## ЗАДАНИЕ
Перенесите все строки ниже в таблицу Markdown со столбцами «Номер» и «Текст», указав номер строки и её текст. Пустые строки не включайте.

## СОХРАНЁННЫЕ СТРОКИ
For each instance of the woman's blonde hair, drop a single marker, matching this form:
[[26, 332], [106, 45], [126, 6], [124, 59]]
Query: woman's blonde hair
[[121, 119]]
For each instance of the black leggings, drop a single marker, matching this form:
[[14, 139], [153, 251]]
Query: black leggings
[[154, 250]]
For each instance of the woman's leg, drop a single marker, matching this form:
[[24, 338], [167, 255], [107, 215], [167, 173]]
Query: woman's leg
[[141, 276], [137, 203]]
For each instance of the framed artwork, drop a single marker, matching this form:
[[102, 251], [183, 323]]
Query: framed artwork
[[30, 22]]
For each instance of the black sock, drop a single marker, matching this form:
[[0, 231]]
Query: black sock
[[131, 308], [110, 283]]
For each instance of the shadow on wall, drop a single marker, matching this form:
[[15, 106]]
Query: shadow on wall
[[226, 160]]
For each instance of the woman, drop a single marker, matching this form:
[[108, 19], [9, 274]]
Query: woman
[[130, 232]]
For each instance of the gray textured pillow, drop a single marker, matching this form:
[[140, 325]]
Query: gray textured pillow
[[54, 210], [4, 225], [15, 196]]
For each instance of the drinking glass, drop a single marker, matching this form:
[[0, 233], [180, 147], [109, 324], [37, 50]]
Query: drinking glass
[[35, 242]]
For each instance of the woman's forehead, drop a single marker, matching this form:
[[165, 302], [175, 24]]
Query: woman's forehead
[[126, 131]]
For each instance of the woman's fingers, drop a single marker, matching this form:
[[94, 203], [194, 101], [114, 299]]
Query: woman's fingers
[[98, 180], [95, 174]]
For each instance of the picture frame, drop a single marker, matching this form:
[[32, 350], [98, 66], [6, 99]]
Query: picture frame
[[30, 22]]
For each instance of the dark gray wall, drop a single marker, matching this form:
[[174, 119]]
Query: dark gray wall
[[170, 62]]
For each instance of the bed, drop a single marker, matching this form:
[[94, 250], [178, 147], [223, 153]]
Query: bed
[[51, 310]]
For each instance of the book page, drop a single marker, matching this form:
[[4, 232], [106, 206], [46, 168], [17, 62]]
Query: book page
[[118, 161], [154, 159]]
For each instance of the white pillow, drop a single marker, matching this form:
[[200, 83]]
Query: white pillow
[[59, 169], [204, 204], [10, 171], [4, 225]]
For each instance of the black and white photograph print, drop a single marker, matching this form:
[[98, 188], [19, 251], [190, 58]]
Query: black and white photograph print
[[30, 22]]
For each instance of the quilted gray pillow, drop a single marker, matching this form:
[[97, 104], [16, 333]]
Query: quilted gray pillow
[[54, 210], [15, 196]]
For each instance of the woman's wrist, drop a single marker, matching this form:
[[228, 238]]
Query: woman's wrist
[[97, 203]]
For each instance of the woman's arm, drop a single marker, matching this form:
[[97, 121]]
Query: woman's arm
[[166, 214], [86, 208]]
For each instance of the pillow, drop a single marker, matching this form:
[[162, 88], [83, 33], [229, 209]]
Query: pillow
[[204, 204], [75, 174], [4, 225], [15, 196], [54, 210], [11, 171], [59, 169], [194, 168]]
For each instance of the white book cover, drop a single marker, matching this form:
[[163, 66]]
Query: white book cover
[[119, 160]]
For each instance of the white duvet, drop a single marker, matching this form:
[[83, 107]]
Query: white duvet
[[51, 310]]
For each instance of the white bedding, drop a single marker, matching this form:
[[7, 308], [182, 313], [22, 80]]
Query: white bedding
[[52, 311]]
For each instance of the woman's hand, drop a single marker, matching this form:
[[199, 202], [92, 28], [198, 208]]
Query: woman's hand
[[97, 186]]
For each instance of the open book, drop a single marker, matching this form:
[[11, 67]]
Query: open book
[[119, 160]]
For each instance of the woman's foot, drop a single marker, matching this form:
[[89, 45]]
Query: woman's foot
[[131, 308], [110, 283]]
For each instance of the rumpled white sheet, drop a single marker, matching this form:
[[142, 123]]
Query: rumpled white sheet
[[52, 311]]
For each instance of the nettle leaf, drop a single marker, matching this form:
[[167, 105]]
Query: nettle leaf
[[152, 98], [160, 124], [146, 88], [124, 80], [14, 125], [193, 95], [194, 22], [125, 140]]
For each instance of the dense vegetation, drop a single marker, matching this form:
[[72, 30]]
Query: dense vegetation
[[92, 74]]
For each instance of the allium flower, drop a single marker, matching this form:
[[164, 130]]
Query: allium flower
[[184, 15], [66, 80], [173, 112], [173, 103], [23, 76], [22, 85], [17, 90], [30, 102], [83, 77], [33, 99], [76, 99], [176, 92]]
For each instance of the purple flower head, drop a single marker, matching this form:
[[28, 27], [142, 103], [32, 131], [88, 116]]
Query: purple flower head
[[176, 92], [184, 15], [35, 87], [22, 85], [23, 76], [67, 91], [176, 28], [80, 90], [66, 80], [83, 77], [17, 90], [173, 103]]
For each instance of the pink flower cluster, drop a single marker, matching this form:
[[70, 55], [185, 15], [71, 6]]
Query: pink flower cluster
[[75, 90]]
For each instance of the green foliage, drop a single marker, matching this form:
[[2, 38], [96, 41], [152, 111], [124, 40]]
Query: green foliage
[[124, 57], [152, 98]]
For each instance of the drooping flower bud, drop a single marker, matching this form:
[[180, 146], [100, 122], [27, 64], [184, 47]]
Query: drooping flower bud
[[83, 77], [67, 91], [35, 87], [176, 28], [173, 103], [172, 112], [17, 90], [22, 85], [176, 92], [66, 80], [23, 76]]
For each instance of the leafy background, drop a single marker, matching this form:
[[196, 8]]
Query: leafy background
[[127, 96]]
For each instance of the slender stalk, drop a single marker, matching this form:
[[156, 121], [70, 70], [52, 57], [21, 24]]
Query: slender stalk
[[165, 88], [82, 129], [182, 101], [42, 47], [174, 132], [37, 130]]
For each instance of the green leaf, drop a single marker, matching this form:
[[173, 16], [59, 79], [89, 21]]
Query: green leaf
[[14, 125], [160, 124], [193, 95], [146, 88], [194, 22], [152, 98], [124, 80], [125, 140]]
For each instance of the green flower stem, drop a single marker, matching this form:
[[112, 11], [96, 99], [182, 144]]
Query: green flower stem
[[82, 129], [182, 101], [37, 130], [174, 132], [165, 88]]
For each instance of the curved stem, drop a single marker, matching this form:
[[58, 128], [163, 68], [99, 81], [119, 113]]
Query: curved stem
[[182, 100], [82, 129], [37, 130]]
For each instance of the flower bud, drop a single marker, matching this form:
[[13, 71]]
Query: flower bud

## ОТВЕТ К ЗАДАНИЮ
| Номер | Текст |
|---|---|
| 1 | For each instance of the woman's blonde hair, drop a single marker, matching this form: |
| 2 | [[26, 332], [106, 45], [126, 6], [124, 59]] |
| 3 | Query: woman's blonde hair |
| 4 | [[121, 119]] |
| 5 | For each instance of the black leggings, drop a single marker, matching this form: |
| 6 | [[14, 139], [153, 251]] |
| 7 | Query: black leggings |
| 8 | [[154, 250]] |
| 9 | For each instance of the woman's leg, drop a single marker, matching this form: |
| 10 | [[24, 338], [167, 255], [107, 215], [167, 173]] |
| 11 | Query: woman's leg |
| 12 | [[141, 276], [137, 203]] |
| 13 | For each instance of the framed artwork, drop a single marker, matching this form: |
| 14 | [[102, 251], [183, 323]] |
| 15 | Query: framed artwork |
| 16 | [[30, 22]] |
| 17 | For each instance of the black sock, drop a single marker, matching this form: |
| 18 | [[0, 231]] |
| 19 | Query: black sock |
| 20 | [[131, 308], [110, 283]] |
| 21 | For each instance of the shadow on wall, drop a single marker, matching this form: |
| 22 | [[15, 106]] |
| 23 | Query: shadow on wall |
| 24 | [[226, 160]] |
| 25 | For each instance of the woman, drop a single marker, matching this form: |
| 26 | [[108, 19], [9, 274]] |
| 27 | Query: woman |
| 28 | [[130, 232]] |
| 29 | For each instance of the gray textured pillow, drop a single marker, matching this form: |
| 30 | [[140, 325]] |
| 31 | Query: gray textured pillow |
| 32 | [[54, 210], [4, 225], [15, 196]] |
| 33 | For each instance of the drinking glass, drop a single marker, matching this form: |
| 34 | [[0, 233], [180, 147], [109, 324], [37, 50]] |
| 35 | Query: drinking glass |
| 36 | [[35, 242]] |
| 37 | For each instance of the woman's forehead, drop a single marker, matching this form: |
| 38 | [[165, 302], [175, 24]] |
| 39 | Query: woman's forehead |
| 40 | [[126, 131]] |
| 41 | For each instance of the woman's fingers, drop a single marker, matching this form: |
| 42 | [[94, 203], [194, 101], [114, 299]] |
| 43 | Query: woman's fingers |
| 44 | [[98, 180], [95, 174]] |
| 45 | For each instance of the picture frame, drop a single marker, matching this form: |
| 46 | [[32, 350], [98, 66], [6, 99]] |
| 47 | Query: picture frame |
| 48 | [[30, 22]] |
| 49 | For each instance of the dark gray wall, drop a single marker, matching this form: |
| 50 | [[174, 119]] |
| 51 | Query: dark gray wall |
| 52 | [[170, 62]] |
| 53 | For each instance of the bed, drop a single marker, matching this form: |
| 54 | [[94, 250], [178, 147], [223, 153]] |
| 55 | Query: bed |
| 56 | [[51, 310]] |
| 57 | For each instance of the book page, drop a single marker, matching this form: |
| 58 | [[4, 232], [106, 206], [46, 168], [17, 62]] |
| 59 | Query: book page |
| 60 | [[118, 161], [154, 159]] |
| 61 | For each instance of the white pillow, drop a single marker, matching this form: |
| 62 | [[200, 83]] |
| 63 | Query: white pillow |
| 64 | [[59, 169], [204, 204], [10, 171], [4, 225]] |
| 65 | For each instance of the black and white photograph print, drop a single marker, matching this form: |
| 66 | [[98, 188], [19, 251], [190, 58]] |
| 67 | Query: black and white photograph print |
| 68 | [[30, 22]] |
| 69 | For each instance of the quilted gray pillow, drop a single marker, matching this form: |
| 70 | [[97, 104], [16, 333]] |
| 71 | Query: quilted gray pillow |
| 72 | [[54, 210], [15, 196]] |
| 73 | For each instance of the woman's wrist, drop a single marker, matching this form: |
| 74 | [[228, 238]] |
| 75 | Query: woman's wrist |
| 76 | [[97, 203]] |
| 77 | For each instance of the woman's arm, drop a single marker, matching this form: |
| 78 | [[97, 121]] |
| 79 | Query: woman's arm |
| 80 | [[166, 214], [86, 208]] |
| 81 | For each instance of the pillow, drop a single marker, matching this form: |
| 82 | [[162, 88], [83, 33], [229, 209]] |
| 83 | Query: pillow |
| 84 | [[204, 204], [75, 174], [4, 225], [15, 196], [54, 210], [11, 171], [59, 169], [194, 168]] |
| 85 | For each instance of the white book cover, drop a single marker, matching this form: |
| 86 | [[163, 66]] |
| 87 | Query: white book cover |
| 88 | [[119, 160]] |
| 89 | For each instance of the white duvet, drop a single marker, matching this form: |
| 90 | [[83, 107]] |
| 91 | Query: white duvet |
| 92 | [[51, 310]] |
| 93 | For each instance of the white bedding, drop a single marker, matching this form: |
| 94 | [[7, 308], [182, 313], [22, 80]] |
| 95 | Query: white bedding |
| 96 | [[52, 311]] |
| 97 | For each instance of the woman's hand, drop a single marker, matching this form: |
| 98 | [[199, 202], [92, 28], [198, 208]] |
| 99 | Query: woman's hand |
| 100 | [[97, 186]] |
| 101 | For each instance of the open book, drop a single marker, matching this form: |
| 102 | [[11, 67]] |
| 103 | Query: open book |
| 104 | [[119, 160]] |
| 105 | For each instance of the woman's foot, drop a single marker, matching this form: |
| 106 | [[89, 45]] |
| 107 | Query: woman's foot |
| 108 | [[131, 308], [110, 283]] |
| 109 | For each instance of the rumpled white sheet, drop a single marker, matching this form: |
| 110 | [[142, 123]] |
| 111 | Query: rumpled white sheet |
| 112 | [[52, 311]] |
| 113 | For each instance of the nettle leaf, drop a single marker, matching this form: |
| 114 | [[167, 105]] |
| 115 | Query: nettle leaf |
| 116 | [[152, 98], [160, 124], [146, 88], [124, 80], [14, 125], [193, 95], [194, 22], [125, 140]] |
| 117 | For each instance of the dense vegetation, drop a single marker, matching this form: |
| 118 | [[72, 30]] |
| 119 | Query: dense vegetation |
| 120 | [[92, 74]] |
| 121 | For each instance of the allium flower, drop a single marker, matching this form: |
| 122 | [[164, 130]] |
| 123 | Query: allium flower |
| 124 | [[184, 15], [66, 80], [173, 112], [173, 103], [23, 76], [22, 85], [17, 90], [30, 102], [83, 77], [33, 99], [76, 99], [176, 92]] |
| 125 | For each instance of the purple flower head, drop a single marker, matching this form: |
| 126 | [[28, 27], [142, 103], [32, 131], [88, 116]] |
| 127 | Query: purple flower head |
| 128 | [[176, 92], [184, 15], [35, 87], [22, 85], [23, 76], [67, 91], [176, 28], [80, 90], [66, 80], [83, 77], [17, 90], [173, 103]] |
| 129 | For each instance of the pink flower cluster, drop a single marker, matching this form: |
| 130 | [[70, 55], [185, 15], [71, 6]] |
| 131 | Query: pink flower cluster |
| 132 | [[75, 90]] |
| 133 | For each instance of the green foliage, drop a single marker, matching this form: |
| 134 | [[2, 38], [96, 41], [152, 111], [124, 40]] |
| 135 | Query: green foliage |
| 136 | [[124, 57], [152, 98]] |
| 137 | For each instance of the drooping flower bud, drop a single marker, matching this form: |
| 138 | [[180, 146], [100, 122], [27, 64], [184, 47]] |
| 139 | Query: drooping flower bud |
| 140 | [[83, 77], [67, 91], [35, 87], [176, 28], [173, 103], [172, 112], [17, 90], [22, 85], [176, 92], [66, 80], [23, 76]] |
| 141 | For each instance of the leafy background, drop a single marker, matching this form: |
| 142 | [[196, 8]] |
| 143 | Query: leafy background |
| 144 | [[127, 96]] |
| 145 | For each instance of the slender stalk, drop a single marker, matching this form: |
| 146 | [[156, 121], [70, 70], [52, 57], [21, 24]] |
| 147 | Query: slender stalk |
| 148 | [[165, 88], [82, 129], [182, 101], [42, 47], [174, 132], [37, 130]] |
| 149 | For each instance of the green leaf, drop a single marker, matching this form: |
| 150 | [[173, 16], [59, 79], [89, 21]] |
| 151 | Query: green leaf |
| 152 | [[14, 125], [160, 124], [193, 95], [146, 88], [194, 22], [152, 98], [124, 80], [125, 140]] |
| 153 | For each instance of the green flower stem, drop a single marker, matching this form: |
| 154 | [[112, 11], [96, 99], [182, 144]] |
| 155 | Query: green flower stem |
| 156 | [[82, 129], [182, 101], [37, 130], [174, 132], [165, 88]] |
| 157 | For each instance of the curved stem, drop a single marker, matching this form: |
| 158 | [[58, 128], [163, 68], [99, 81], [119, 113]] |
| 159 | Query: curved stem |
| 160 | [[182, 100], [82, 129], [37, 130]] |
| 161 | For each instance of the flower bud, drop a single marker, matching this form: |
| 162 | [[13, 71]] |
| 163 | Query: flower bud |